Supplied records:
· · ·

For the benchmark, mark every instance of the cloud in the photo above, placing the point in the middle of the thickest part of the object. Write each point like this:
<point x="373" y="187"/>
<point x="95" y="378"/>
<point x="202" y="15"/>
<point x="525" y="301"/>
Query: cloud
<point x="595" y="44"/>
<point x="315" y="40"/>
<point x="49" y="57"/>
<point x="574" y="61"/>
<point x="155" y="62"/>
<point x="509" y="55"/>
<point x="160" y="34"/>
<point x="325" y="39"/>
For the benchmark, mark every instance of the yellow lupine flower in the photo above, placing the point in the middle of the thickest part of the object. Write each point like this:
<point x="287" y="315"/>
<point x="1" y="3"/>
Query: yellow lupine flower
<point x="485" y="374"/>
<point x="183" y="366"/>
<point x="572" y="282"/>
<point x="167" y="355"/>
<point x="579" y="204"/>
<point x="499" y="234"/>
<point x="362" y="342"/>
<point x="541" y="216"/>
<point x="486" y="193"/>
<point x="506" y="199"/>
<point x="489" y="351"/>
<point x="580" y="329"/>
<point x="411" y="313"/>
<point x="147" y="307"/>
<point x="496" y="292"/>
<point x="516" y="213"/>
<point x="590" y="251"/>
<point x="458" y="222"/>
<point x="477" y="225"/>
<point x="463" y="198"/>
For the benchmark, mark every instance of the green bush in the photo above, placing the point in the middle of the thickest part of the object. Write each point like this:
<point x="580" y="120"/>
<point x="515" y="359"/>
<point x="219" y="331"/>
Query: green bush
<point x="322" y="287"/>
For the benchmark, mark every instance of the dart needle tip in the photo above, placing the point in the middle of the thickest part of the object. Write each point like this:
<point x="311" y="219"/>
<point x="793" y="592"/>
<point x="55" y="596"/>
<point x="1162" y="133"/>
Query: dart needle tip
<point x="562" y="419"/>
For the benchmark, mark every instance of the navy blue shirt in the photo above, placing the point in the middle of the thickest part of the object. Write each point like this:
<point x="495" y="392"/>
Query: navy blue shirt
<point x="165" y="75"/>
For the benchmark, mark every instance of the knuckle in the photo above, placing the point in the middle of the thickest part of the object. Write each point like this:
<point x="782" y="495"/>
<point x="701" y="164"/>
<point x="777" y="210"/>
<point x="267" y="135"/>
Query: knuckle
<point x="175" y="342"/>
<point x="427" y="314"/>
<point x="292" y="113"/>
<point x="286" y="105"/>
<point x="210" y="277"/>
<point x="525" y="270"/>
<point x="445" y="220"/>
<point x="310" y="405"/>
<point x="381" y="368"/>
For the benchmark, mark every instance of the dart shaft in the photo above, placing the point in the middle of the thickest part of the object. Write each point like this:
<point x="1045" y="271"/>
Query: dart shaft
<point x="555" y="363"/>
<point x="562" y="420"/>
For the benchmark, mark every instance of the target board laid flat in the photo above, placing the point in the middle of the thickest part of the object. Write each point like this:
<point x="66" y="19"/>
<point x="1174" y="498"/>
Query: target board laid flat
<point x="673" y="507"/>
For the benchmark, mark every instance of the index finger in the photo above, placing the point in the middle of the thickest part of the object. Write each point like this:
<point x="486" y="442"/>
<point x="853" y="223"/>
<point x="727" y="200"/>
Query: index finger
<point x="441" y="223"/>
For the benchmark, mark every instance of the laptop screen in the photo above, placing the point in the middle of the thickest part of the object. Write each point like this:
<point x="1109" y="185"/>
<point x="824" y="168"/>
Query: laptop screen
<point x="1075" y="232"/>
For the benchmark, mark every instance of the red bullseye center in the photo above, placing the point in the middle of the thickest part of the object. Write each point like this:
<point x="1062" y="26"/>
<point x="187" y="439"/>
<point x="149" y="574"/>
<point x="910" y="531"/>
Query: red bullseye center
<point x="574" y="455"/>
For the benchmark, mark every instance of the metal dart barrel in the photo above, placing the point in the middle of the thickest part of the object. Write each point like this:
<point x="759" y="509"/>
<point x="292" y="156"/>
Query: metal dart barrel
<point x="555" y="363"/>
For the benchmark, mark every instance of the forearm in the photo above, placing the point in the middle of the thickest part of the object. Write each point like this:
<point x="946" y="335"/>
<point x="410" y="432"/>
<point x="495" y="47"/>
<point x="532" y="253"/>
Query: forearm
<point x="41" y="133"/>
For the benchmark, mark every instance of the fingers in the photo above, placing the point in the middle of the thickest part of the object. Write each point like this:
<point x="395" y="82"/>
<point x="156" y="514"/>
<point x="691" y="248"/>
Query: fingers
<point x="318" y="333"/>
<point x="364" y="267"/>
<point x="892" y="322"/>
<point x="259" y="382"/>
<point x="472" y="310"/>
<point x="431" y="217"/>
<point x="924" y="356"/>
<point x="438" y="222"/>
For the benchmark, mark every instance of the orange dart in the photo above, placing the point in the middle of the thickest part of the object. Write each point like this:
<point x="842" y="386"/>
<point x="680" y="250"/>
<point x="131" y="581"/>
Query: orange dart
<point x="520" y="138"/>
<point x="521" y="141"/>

· · ·

Written exercise: Write the complete data out, exactly as above.

Response below:
For the benchmark, mark every instance of the cloud in the photo above, placing the point in the middle of the thickest part of the object. Write each point like this:
<point x="373" y="187"/>
<point x="95" y="378"/>
<point x="202" y="15"/>
<point x="525" y="301"/>
Query: cloud
<point x="595" y="44"/>
<point x="315" y="40"/>
<point x="49" y="57"/>
<point x="574" y="61"/>
<point x="155" y="62"/>
<point x="509" y="55"/>
<point x="160" y="34"/>
<point x="325" y="39"/>
For the benchmark, mark every instance of the yellow lupine flower in the photo above, placing the point in the middle of the thickest part of the object. Write each point like this:
<point x="287" y="315"/>
<point x="1" y="3"/>
Query: yellow lupine flower
<point x="485" y="374"/>
<point x="183" y="366"/>
<point x="572" y="282"/>
<point x="167" y="355"/>
<point x="579" y="204"/>
<point x="499" y="234"/>
<point x="362" y="342"/>
<point x="541" y="216"/>
<point x="486" y="193"/>
<point x="506" y="199"/>
<point x="489" y="351"/>
<point x="580" y="329"/>
<point x="411" y="313"/>
<point x="147" y="307"/>
<point x="496" y="292"/>
<point x="516" y="213"/>
<point x="590" y="251"/>
<point x="458" y="222"/>
<point x="477" y="225"/>
<point x="463" y="198"/>
For the benchmark, mark every instance of the green bush in the photo above, placing the point in the middle of the thickest part of the object. Write each point like this:
<point x="580" y="120"/>
<point x="515" y="359"/>
<point x="219" y="331"/>
Query: green bush
<point x="322" y="287"/>
For the benchmark, mark every instance of the dart needle tip in the photo above, placing the point in the middle of the thickest part of the object. Write each point like this:
<point x="311" y="219"/>
<point x="793" y="592"/>
<point x="55" y="596"/>
<point x="1162" y="133"/>
Query: dart needle tip
<point x="562" y="419"/>
For the benchmark, mark every instance of the navy blue shirt in the photo above, placing the point in the middle of the thickest part of the object. Write each point like this:
<point x="495" y="392"/>
Query: navy blue shirt
<point x="165" y="75"/>
For the benchmark, mark every instance of the knuckle in the photo above, placing the point in the middle of the thickest part of the object. Write each point like this:
<point x="782" y="495"/>
<point x="701" y="164"/>
<point x="777" y="210"/>
<point x="267" y="135"/>
Query: knuckle
<point x="175" y="342"/>
<point x="427" y="314"/>
<point x="292" y="113"/>
<point x="286" y="105"/>
<point x="210" y="277"/>
<point x="525" y="270"/>
<point x="445" y="220"/>
<point x="310" y="405"/>
<point x="381" y="368"/>
For the benchmark, mark every instance of the dart shaft in the photo above, placing the point in the middle of the thickest part of the object. Write each point like this:
<point x="1045" y="271"/>
Query: dart shaft
<point x="555" y="363"/>
<point x="562" y="420"/>
For the benchmark, mark every instance of the target board laid flat in the photo above, placing the point in the middle of the thickest part of the object. Write each point like this:
<point x="66" y="19"/>
<point x="1174" y="498"/>
Query: target board laid flat
<point x="673" y="507"/>
For the benchmark, mark every instance of the index finger in the photo above, placing the point in the middle of the thickest part of the object. Write each point like this:
<point x="486" y="442"/>
<point x="853" y="223"/>
<point x="727" y="200"/>
Query: index finger
<point x="441" y="223"/>
For the benchmark, mark every instance of the laptop screen in the photo above, placing the point in the middle of the thickest part of the object. Write each point like this:
<point x="1109" y="185"/>
<point x="824" y="168"/>
Query: laptop screen
<point x="1075" y="232"/>
For the benchmark, mark every instance of the red bullseye center in the photo above, placing the point in the middle of the thickest part of the object. Write each point like this:
<point x="1062" y="26"/>
<point x="187" y="439"/>
<point x="149" y="574"/>
<point x="910" y="531"/>
Query: red bullseye center
<point x="574" y="455"/>
For the benchmark, mark every instance of the metal dart barrel in the photo above, placing the point in the middle of the thickest part of the object. Write each point like this:
<point x="759" y="509"/>
<point x="292" y="156"/>
Query: metal dart barrel
<point x="555" y="363"/>
For the benchmark, mark every instance of the forearm in the photo above, placing the point in the middle of the thickest part of the object. Write each point like this:
<point x="946" y="335"/>
<point x="410" y="432"/>
<point x="495" y="47"/>
<point x="532" y="253"/>
Query: forearm
<point x="41" y="133"/>
For the benchmark, mark every instance of the fingers in the photo above, placing the point in the middle of the thickest part of the object. Write each point like this:
<point x="395" y="82"/>
<point x="156" y="514"/>
<point x="691" y="248"/>
Query: fingers
<point x="318" y="333"/>
<point x="364" y="267"/>
<point x="892" y="322"/>
<point x="259" y="382"/>
<point x="472" y="310"/>
<point x="431" y="217"/>
<point x="924" y="356"/>
<point x="438" y="222"/>
For the benchmark, mark every instance of the orange dart in the photo above, placing the point in the middle of the thickest part of the object. Write each point like this:
<point x="842" y="386"/>
<point x="680" y="250"/>
<point x="131" y="581"/>
Query: orange dart
<point x="520" y="138"/>
<point x="521" y="141"/>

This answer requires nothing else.